> _Objectif à atteindre_
Reproduisez intégralement le texte sur John Stuart Mill et Harriet Taylor, sans y changer un seul mot.

> _Extrait du document_
══════════════════════════════

« Toutes mes publications furent tout autant les œuvres de ma femme que les miennes », affirme le philosophe britannique John Stuart Mill (1806-1873) dans Histoire de ma vie et de mes idées. Cette déclaration témoigne évidemment de sa reconnaissance envers celle qui fut le grand amour de son existence, sa compagne de corps et d’idées. Mais l’assertion rend aussi très compliqué le travail des historiens. Qui a écrit quoi ? Quelles idées furent forgées par lui, quelles autres par Harriet Taylor (1807-1858) ? Les experts se chamaillent en tentant de démêler ce que l’on doit attribuer à l’un et à l’autre, en particulier dans des titres importants qui ont marqué l’histoire des idées et la vie politique, comme Principes d’économie politique (1848), De la liberté (1859), De l’assujettissement des femmes (1869).
Brouillage des frontières
La répartition est d’autant plus difficile que rien ne dissocie leur vie privée de leur parcours intellectuel, et qu’eux-mêmes n’ont cessé d’accentuer le brouillage des frontières. Et la relation entre ces personnages d’exception fut très singulière. Lui a reçu l’éducation la plus fantastique de son siècle, grec ancien à 3 ans, Platon, latin et algèbre à 8. Harriet Hardy, de son côté, fille de chirurgien, fut élevée dans un univers façon Jane Austen, qu’elle s’employa à quitter et à critiquer, pour soutenir finalement qu’il est funeste pour les femmes que l’obsession d’« être mariée » constitue « le sujet de leur existence ». Elles doivent au contraire, soutient-elle ardemment, être égales aux hommes en tout : métiers, fonctions, responsabilités.

══════════════════════════════

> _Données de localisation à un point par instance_
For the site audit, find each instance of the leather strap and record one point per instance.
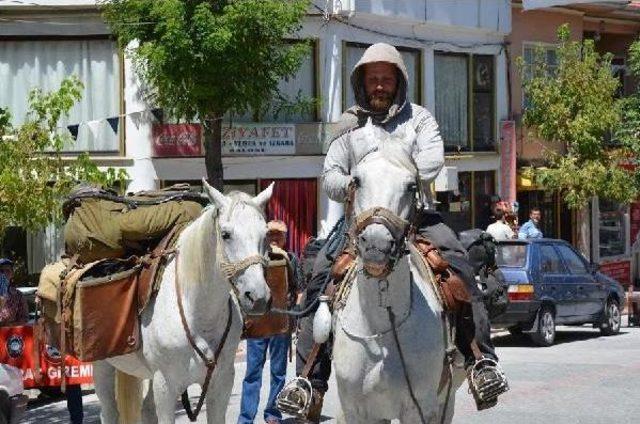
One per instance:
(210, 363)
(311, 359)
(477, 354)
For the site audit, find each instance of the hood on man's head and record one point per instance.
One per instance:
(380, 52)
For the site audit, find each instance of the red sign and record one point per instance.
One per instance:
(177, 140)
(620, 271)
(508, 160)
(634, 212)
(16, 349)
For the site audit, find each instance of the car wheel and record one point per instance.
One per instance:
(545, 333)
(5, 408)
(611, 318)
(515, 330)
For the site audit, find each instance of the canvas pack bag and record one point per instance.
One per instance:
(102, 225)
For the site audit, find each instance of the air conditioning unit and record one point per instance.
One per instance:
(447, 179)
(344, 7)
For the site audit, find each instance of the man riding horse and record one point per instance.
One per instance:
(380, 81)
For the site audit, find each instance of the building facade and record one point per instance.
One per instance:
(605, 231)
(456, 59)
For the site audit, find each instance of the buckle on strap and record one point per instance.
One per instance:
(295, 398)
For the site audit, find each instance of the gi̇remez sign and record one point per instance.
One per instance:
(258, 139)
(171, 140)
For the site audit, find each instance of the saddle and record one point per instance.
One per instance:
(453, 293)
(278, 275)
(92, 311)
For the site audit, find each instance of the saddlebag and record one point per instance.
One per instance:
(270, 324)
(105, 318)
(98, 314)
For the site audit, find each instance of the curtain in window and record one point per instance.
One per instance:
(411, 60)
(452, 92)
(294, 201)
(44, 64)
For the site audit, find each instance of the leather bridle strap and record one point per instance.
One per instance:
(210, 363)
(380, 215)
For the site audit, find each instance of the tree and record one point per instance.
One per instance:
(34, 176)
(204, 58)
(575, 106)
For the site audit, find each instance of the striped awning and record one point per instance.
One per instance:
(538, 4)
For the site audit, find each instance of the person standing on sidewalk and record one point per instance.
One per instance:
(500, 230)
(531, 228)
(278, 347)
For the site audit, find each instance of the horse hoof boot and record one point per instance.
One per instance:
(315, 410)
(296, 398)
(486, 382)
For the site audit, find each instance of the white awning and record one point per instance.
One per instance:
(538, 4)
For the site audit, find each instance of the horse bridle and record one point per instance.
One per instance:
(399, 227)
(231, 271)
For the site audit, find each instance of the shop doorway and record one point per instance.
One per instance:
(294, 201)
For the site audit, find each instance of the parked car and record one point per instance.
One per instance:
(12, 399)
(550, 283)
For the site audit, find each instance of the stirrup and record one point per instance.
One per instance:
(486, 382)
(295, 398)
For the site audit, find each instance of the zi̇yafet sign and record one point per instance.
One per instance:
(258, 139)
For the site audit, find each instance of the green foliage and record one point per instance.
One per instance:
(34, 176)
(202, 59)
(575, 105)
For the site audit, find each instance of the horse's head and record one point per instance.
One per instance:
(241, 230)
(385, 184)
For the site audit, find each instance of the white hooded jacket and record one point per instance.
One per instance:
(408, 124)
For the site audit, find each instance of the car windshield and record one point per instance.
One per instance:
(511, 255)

══════════════════════════════

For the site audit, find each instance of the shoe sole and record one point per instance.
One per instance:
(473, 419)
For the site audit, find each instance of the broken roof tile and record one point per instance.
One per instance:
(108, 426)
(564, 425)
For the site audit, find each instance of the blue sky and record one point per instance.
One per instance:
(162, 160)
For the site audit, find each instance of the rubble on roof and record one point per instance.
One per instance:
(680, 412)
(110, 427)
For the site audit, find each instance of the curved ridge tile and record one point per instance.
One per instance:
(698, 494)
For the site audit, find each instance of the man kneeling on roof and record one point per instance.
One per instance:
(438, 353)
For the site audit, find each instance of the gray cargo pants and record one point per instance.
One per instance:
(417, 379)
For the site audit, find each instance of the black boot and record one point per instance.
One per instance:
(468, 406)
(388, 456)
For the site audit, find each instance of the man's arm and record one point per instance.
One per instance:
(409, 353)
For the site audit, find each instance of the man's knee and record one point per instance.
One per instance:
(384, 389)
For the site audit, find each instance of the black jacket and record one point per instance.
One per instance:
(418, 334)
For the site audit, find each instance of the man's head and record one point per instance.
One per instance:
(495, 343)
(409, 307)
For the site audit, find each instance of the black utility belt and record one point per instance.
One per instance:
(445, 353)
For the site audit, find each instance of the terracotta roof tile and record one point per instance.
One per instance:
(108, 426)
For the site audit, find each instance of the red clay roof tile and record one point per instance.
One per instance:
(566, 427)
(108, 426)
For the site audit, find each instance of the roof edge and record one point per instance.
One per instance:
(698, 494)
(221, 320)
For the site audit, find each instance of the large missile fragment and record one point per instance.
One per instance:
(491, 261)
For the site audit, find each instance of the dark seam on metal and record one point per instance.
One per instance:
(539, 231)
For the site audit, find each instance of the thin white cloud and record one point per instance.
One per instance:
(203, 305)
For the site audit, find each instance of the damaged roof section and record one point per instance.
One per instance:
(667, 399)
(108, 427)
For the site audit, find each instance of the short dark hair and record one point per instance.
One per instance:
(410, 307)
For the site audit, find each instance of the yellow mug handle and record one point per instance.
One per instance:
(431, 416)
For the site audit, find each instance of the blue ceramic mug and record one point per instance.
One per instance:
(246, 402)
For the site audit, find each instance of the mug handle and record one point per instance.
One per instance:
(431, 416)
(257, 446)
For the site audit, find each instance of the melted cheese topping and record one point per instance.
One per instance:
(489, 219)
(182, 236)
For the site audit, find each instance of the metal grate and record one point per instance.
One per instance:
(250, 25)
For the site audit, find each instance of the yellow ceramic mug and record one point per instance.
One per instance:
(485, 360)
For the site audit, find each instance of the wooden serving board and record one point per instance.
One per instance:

══════════════════════════════

> _Réponse attendue_
« Toutes mes publications furent tout autant les œuvres de ma femme que les miennes », affirme le philosophe britannique John Stuart Mill (1806-1873) dans Histoire de ma vie et de mes idées. Cette déclaration témoigne évidemment de sa reconnaissance envers celle qui fut le grand amour de son existence, sa compagne de corps et d’idées. Mais l’assertion rend aussi très compliqué le travail des historiens. Qui a écrit quoi ? Quelles idées furent forgées par lui, quelles autres par Harriet Taylor (1807-1858) ? Les experts se chamaillent en tentant de démêler ce que l’on doit attribuer à l’un et à l’autre, en particulier dans des titres importants qui ont marqué l’histoire des idées et la vie politique, comme Principes d’économie politique (1848), De la liberté (1859), De l’assujettissement des femmes (1869).
Brouillage des frontières
La répartition est d’autant plus difficile que rien ne dissocie leur vie privée de leur parcours intellectuel, et qu’eux-mêmes n’ont cessé d’accentuer le brouillage des frontières. Et la relation entre ces personnages d’exception fut très singulière. Lui a reçu l’éducation la plus fantastique de son siècle, grec ancien à 3 ans, Platon, latin et algèbre à 8. Harriet Hardy, de son côté, fille de chirurgien, fut élevée dans un univers façon Jane Austen, qu’elle s’employa à quitter et à critiquer, pour soutenir finalement qu’il est funeste pour les femmes que l’obsession d’« être mariée » constitue « le sujet de leur existence ». Elles doivent au contraire, soutient-elle ardemment, être égales aux hommes en tout : métiers, fonctions, responsabilités.